- [Supplied records]

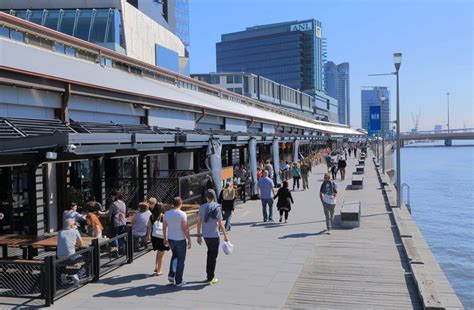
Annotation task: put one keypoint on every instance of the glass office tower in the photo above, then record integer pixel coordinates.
(336, 82)
(98, 26)
(370, 96)
(289, 53)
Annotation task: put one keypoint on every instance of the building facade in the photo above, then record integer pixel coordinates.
(319, 107)
(371, 96)
(114, 24)
(336, 81)
(289, 53)
(78, 119)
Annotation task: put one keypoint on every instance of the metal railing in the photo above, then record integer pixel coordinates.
(406, 201)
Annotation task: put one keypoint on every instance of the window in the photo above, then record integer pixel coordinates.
(4, 32)
(83, 25)
(17, 35)
(67, 21)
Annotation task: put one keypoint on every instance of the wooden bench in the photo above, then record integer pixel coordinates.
(359, 169)
(350, 214)
(357, 182)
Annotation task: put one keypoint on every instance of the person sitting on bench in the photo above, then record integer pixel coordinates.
(68, 239)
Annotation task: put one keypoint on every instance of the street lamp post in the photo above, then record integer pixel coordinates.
(447, 94)
(382, 101)
(397, 60)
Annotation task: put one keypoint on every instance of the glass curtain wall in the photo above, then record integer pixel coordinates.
(98, 26)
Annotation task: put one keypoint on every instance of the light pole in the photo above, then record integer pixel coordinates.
(397, 61)
(382, 101)
(447, 94)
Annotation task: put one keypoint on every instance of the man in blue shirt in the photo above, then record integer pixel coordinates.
(265, 190)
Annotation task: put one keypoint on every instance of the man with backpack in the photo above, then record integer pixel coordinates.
(327, 194)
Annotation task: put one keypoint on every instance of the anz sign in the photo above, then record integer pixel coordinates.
(302, 27)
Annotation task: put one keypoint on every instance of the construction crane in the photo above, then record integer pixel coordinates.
(416, 121)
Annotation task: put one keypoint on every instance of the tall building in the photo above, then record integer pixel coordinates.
(136, 28)
(289, 53)
(371, 96)
(336, 81)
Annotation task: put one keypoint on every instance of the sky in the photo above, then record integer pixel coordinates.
(435, 37)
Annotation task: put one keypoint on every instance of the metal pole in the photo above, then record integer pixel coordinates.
(448, 110)
(399, 172)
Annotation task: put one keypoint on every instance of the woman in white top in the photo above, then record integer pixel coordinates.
(140, 225)
(155, 234)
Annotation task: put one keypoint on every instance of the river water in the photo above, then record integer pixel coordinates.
(441, 180)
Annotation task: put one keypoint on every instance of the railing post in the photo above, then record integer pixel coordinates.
(95, 260)
(129, 245)
(48, 281)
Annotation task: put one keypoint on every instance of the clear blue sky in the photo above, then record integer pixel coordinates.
(435, 37)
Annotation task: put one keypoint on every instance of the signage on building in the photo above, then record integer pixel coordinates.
(302, 27)
(375, 119)
(317, 32)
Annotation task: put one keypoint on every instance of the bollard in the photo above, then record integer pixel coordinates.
(95, 260)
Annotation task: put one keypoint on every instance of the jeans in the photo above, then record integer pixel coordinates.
(305, 181)
(227, 215)
(268, 201)
(178, 248)
(281, 214)
(118, 231)
(343, 173)
(296, 181)
(212, 252)
(329, 213)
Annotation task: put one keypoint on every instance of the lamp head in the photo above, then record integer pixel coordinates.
(397, 60)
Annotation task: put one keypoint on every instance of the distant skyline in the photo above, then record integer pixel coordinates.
(437, 52)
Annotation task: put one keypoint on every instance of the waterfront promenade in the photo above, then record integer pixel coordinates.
(294, 265)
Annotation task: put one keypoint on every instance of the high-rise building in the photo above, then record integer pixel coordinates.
(371, 96)
(336, 81)
(136, 28)
(289, 53)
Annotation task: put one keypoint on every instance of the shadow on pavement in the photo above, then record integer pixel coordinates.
(302, 235)
(125, 279)
(152, 290)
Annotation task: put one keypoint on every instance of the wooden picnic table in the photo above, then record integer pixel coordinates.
(52, 242)
(19, 241)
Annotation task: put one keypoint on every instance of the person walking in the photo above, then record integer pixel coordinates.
(284, 201)
(118, 216)
(341, 166)
(176, 236)
(334, 169)
(327, 194)
(305, 169)
(265, 188)
(227, 199)
(269, 168)
(209, 223)
(295, 169)
(155, 234)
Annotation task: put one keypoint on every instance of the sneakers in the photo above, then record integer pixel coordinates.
(181, 284)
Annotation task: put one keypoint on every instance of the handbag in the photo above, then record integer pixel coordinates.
(157, 229)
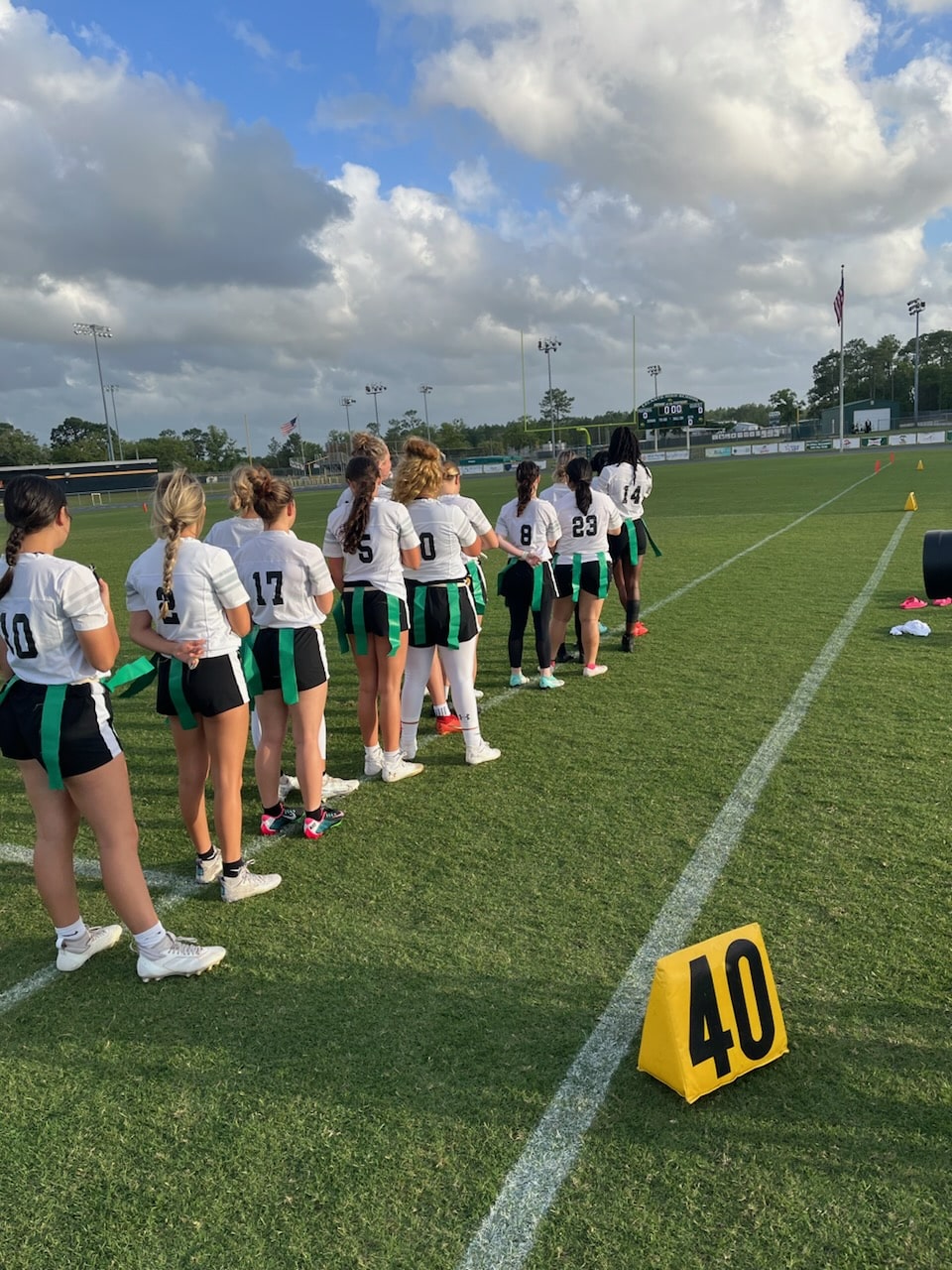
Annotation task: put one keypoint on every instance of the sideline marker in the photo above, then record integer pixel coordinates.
(712, 1014)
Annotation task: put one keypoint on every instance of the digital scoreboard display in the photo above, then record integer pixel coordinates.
(673, 411)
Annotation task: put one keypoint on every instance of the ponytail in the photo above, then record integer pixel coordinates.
(579, 472)
(362, 474)
(526, 476)
(31, 503)
(178, 503)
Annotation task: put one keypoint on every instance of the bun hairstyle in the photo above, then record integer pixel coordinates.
(419, 472)
(243, 486)
(561, 466)
(362, 475)
(370, 445)
(178, 503)
(270, 494)
(526, 476)
(624, 447)
(579, 472)
(31, 503)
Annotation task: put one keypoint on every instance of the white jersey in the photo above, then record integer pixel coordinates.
(444, 530)
(232, 534)
(557, 494)
(585, 534)
(626, 488)
(203, 584)
(347, 495)
(377, 558)
(534, 530)
(49, 601)
(475, 515)
(282, 574)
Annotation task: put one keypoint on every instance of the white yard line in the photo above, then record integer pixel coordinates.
(508, 1232)
(177, 888)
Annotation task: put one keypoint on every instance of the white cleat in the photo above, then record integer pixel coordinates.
(333, 788)
(485, 753)
(400, 770)
(71, 953)
(373, 762)
(246, 884)
(177, 956)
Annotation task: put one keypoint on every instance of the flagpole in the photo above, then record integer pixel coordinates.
(522, 357)
(842, 322)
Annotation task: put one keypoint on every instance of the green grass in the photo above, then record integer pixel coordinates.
(352, 1086)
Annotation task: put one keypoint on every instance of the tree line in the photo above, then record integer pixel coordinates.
(883, 371)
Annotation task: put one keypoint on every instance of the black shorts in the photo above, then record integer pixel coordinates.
(86, 735)
(431, 617)
(309, 663)
(590, 579)
(518, 581)
(620, 544)
(376, 611)
(216, 685)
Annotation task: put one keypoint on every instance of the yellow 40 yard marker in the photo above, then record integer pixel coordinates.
(712, 1014)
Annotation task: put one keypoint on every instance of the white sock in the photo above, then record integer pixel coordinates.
(148, 942)
(70, 933)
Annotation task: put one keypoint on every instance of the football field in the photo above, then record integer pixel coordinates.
(420, 1052)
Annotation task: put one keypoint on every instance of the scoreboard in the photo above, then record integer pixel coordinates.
(673, 411)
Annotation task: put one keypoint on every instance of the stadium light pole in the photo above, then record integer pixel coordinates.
(90, 327)
(915, 308)
(375, 390)
(425, 389)
(548, 347)
(347, 403)
(112, 389)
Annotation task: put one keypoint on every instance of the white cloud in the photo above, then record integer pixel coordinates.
(474, 186)
(710, 171)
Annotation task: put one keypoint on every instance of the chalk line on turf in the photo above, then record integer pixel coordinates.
(508, 1232)
(180, 888)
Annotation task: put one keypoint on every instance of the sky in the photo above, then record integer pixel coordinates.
(273, 206)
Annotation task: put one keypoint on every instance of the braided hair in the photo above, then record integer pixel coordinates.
(526, 476)
(31, 503)
(178, 503)
(579, 472)
(362, 475)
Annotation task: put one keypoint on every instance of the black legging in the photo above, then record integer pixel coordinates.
(518, 599)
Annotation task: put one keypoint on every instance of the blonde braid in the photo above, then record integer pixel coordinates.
(178, 504)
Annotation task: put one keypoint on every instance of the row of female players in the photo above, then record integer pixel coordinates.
(398, 562)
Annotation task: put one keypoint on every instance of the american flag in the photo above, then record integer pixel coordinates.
(838, 302)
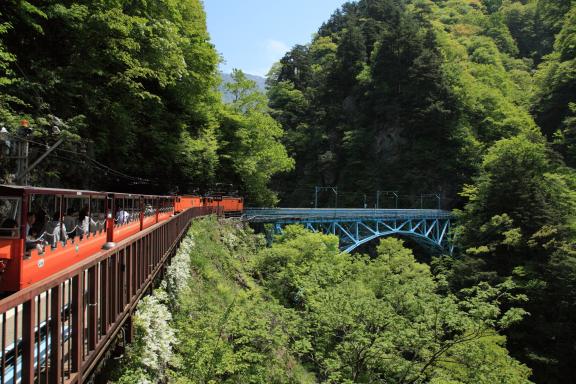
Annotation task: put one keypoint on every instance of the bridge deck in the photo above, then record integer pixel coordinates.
(286, 215)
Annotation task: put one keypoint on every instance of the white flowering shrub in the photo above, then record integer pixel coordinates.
(154, 333)
(178, 272)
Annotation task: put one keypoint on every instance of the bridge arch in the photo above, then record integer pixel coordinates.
(354, 227)
(417, 237)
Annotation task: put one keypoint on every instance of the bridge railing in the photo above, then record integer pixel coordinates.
(56, 331)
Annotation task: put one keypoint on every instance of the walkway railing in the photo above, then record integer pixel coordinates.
(56, 331)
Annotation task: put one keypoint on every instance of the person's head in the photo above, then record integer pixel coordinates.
(9, 228)
(83, 212)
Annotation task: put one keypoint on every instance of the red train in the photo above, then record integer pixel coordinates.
(45, 230)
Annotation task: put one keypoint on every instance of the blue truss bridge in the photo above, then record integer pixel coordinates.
(354, 227)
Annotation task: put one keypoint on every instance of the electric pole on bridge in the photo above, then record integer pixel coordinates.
(318, 189)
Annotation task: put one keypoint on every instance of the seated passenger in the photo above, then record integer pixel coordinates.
(122, 217)
(85, 222)
(70, 222)
(9, 228)
(32, 240)
(56, 230)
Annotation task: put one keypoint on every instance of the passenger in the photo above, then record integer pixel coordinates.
(70, 222)
(32, 240)
(31, 222)
(122, 217)
(85, 222)
(56, 230)
(9, 228)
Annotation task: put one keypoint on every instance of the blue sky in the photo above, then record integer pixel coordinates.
(253, 34)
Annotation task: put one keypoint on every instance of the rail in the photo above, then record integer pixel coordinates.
(57, 330)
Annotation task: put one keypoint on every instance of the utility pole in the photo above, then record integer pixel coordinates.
(387, 193)
(22, 151)
(318, 189)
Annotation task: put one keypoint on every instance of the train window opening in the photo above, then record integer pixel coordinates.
(73, 208)
(10, 217)
(149, 207)
(97, 214)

- [The exercise] Repeat exactly the lines from the one containing "of the passenger" through the last line of the records above, both included, and nothing else.

- [Reply]
Annotation task: put one keypoint on every instance of the passenger in the photo above, then record integer pixel coordinates.
(70, 222)
(32, 240)
(31, 222)
(122, 217)
(85, 222)
(56, 230)
(9, 228)
Annotation task: put one keypoint on every instance of the blue sky in the photo above, then record integer pixel coordinates.
(253, 34)
Annotation task: put one keypoint on every instance of the rail in the photo above, then record integer pixel coordinates.
(57, 330)
Annotation task: put one keypoint on every instance of the utility pole in the photo above, then record integer pixel coordinates.
(387, 193)
(22, 151)
(318, 189)
Annotation task: put one keypoint on every instance of the train window opening in the photo above, then record integer pixel coordinates.
(73, 208)
(10, 217)
(149, 207)
(97, 214)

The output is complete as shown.